(Records of labeled points)
• • • • • • •

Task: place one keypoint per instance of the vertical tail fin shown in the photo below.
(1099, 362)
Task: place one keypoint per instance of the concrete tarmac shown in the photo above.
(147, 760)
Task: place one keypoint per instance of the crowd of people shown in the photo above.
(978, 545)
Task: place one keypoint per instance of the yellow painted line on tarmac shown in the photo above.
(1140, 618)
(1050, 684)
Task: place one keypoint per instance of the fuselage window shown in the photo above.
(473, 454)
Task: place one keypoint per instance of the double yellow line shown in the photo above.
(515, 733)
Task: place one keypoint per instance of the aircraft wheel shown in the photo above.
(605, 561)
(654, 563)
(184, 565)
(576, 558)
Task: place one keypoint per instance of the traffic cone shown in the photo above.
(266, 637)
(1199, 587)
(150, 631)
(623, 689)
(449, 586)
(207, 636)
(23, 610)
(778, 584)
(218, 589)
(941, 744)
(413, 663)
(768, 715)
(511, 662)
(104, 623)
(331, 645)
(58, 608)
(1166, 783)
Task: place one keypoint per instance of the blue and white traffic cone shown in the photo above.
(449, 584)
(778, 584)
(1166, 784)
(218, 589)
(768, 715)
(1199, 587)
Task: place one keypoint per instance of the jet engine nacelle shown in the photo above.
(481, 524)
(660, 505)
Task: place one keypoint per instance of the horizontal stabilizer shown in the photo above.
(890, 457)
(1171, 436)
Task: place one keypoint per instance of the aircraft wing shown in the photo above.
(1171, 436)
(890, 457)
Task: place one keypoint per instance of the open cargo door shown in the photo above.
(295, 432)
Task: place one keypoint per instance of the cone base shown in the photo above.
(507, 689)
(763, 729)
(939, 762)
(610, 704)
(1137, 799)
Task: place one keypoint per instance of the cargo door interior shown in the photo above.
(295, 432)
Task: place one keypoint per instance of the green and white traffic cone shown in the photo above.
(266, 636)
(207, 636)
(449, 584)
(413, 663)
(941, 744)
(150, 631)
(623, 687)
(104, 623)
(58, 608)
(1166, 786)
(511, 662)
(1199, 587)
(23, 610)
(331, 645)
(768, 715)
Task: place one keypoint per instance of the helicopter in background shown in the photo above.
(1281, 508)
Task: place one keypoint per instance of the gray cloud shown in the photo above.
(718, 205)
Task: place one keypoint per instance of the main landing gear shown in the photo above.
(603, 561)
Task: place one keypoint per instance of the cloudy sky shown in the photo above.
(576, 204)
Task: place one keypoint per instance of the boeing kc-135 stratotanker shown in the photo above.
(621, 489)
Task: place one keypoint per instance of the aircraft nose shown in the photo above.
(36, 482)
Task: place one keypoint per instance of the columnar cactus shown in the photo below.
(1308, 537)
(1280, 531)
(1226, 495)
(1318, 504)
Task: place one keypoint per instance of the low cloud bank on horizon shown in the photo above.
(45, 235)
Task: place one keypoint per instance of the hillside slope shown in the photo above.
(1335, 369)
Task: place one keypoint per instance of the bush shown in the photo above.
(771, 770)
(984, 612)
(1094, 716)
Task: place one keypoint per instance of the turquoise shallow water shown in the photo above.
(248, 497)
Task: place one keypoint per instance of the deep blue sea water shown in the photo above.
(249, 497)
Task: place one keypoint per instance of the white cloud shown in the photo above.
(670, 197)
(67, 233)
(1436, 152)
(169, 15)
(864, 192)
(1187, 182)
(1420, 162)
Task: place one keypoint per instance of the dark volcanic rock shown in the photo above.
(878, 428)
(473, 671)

• • • • • • •

◆ REQUEST
Arrange every line of the data above as a JSON list of strings, one string per line, leaving out blank lines.

◆ ANSWER TO THIS PROBLEM
[
  "Task: place one keypoint per instance of the vertical tail fin shown in the photo below.",
  "(1099, 362)",
  "Task: place one keypoint per instance of the concrete tarmac shown in the photo above.",
  "(147, 760)",
  "Task: place one keypoint per instance of the crowd of people shown in the photo above.",
  "(978, 545)",
  "Task: place one keypoint per instance of the yellow painted line on tarmac shown in the photo above.",
  "(1140, 618)",
  "(1050, 684)",
  "Task: place one keypoint per instance of the fuselage window shown in the photo above.",
  "(473, 454)",
  "Task: place one keypoint per instance of the double yellow line shown in the photo above.",
  "(515, 733)",
  "Task: place one keypoint per instance of the aircraft wheel shown in the photo above.",
  "(605, 561)",
  "(654, 563)",
  "(184, 565)",
  "(576, 558)",
  "Task: place one keypoint per instance of the traffic cone shown in the photo above.",
  "(266, 637)",
  "(1199, 587)",
  "(150, 631)",
  "(623, 689)",
  "(449, 586)",
  "(207, 636)",
  "(23, 610)",
  "(778, 584)",
  "(218, 589)",
  "(941, 744)",
  "(413, 663)",
  "(768, 715)",
  "(511, 662)",
  "(104, 623)",
  "(331, 645)",
  "(58, 608)",
  "(1166, 783)",
  "Task: place one keypoint per instance of the blue and white traffic cone shown in the photo above.",
  "(449, 584)",
  "(778, 584)",
  "(1166, 784)",
  "(218, 589)",
  "(768, 715)",
  "(1199, 587)",
  "Task: place one keypoint per instance of the jet engine nacelle shown in the photo above.",
  "(481, 524)",
  "(660, 505)",
  "Task: place one keypoint per instance of the horizontal stabilizer shown in the photo above.",
  "(890, 457)",
  "(1171, 436)",
  "Task: place one keypoint per instance of the aircraft wing shown in the photo above.",
  "(1171, 436)",
  "(890, 457)",
  "Task: place one keypoint per instance of the open cargo door shown in the photo above.",
  "(295, 432)",
  "Task: place one keypoint per instance of the cone base shown in the photo above.",
  "(507, 689)",
  "(763, 729)",
  "(939, 762)",
  "(610, 704)",
  "(1137, 799)",
  "Task: place one keypoint per instance of the cargo door interior shown in the photo above.",
  "(295, 432)",
  "Task: place one keypoint per instance of the green and white traffic cone shown in the photo above.",
  "(266, 636)",
  "(207, 636)",
  "(449, 584)",
  "(413, 663)",
  "(941, 744)",
  "(150, 631)",
  "(623, 687)",
  "(104, 623)",
  "(58, 608)",
  "(1166, 786)",
  "(511, 662)",
  "(1199, 587)",
  "(23, 610)",
  "(331, 645)",
  "(768, 715)",
  "Task: place one keypoint per instance of the helicopter in background shown in the photo above.",
  "(1281, 508)",
  "Task: place one keypoint per instance of the gray cloud shown in the photo above.",
  "(718, 205)",
  "Task: place one keypoint per instance of the main landing gear shown in the photo above.",
  "(603, 561)",
  "Task: place one keypoint per instance of the cloudy sky shown in the photo above.",
  "(576, 204)",
  "Task: place one keypoint per instance of the boeing kc-135 stratotanker shown in the photo above.",
  "(621, 489)",
  "Task: place one keypoint per instance of the aircraft nose shown in the photo above.",
  "(36, 482)",
  "Task: place one keypoint per instance of the columnar cactus shown in the photo below.",
  "(1308, 537)",
  "(1280, 531)",
  "(1226, 495)",
  "(1318, 504)",
  "Task: place one keypoint per instance of the low cloud bank on horizon shown in the photo above.",
  "(45, 235)",
  "Task: place one keypoint per instance of the hillside slope shown in the photo above.",
  "(1335, 369)",
  "Task: place one keypoint per instance of the bush shown in the photo above.",
  "(771, 770)",
  "(984, 612)",
  "(1094, 716)",
  "Task: place one keypoint per instance of the turquoise shallow water shown in the photo above.",
  "(248, 497)",
  "Task: place one keypoint per instance of the deep blue sea water shown in the photo above.",
  "(249, 497)",
  "Task: place one keypoint per instance of the white cloud shown in the photo above.",
  "(670, 197)",
  "(67, 233)",
  "(1436, 152)",
  "(169, 15)",
  "(864, 192)",
  "(1187, 182)",
  "(1420, 162)",
  "Task: place one keypoint per instance of the dark volcanic rock shown in the photo above.",
  "(878, 428)",
  "(473, 671)"
]